Extracted data entries:
--------
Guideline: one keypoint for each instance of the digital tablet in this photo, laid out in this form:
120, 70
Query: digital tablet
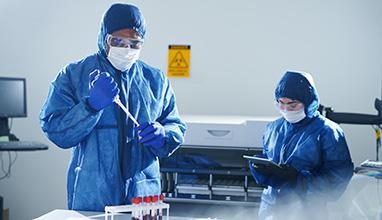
260, 160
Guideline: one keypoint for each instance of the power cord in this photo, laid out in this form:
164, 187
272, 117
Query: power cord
6, 169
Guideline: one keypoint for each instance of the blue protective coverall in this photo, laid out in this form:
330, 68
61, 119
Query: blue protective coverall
315, 147
108, 166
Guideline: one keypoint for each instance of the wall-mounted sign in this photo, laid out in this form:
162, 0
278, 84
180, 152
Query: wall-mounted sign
178, 61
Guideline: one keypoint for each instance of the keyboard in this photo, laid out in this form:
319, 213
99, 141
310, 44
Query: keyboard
22, 146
--------
Substitute "in this image" for every "in this photo" in all the records above, leaving everything else unchanged. Leave out the pictures.

Final result:
Guideline: one keypoint for each instance of the digital tablet in this image, laid out in this form:
120, 70
Query: digital tablet
260, 160
Guideline: one keypoint for each instance of the power cord in this image, laid out in this form:
164, 187
272, 117
Query: power cord
6, 169
Guideline: one keypoint for each instance of the blue protective coverall in this image, laid out in this form:
330, 68
61, 119
Query: blue protective coverall
315, 147
108, 166
Guideline: one keypoint for each instance of the wall-mounted sign in this image, laid out in this form:
162, 0
278, 84
180, 152
Query: wall-mounted sign
178, 61
Guideline: one keypoint for each instance of the keyboard in this image, laid out in this form:
319, 213
99, 141
310, 44
Query: keyboard
22, 146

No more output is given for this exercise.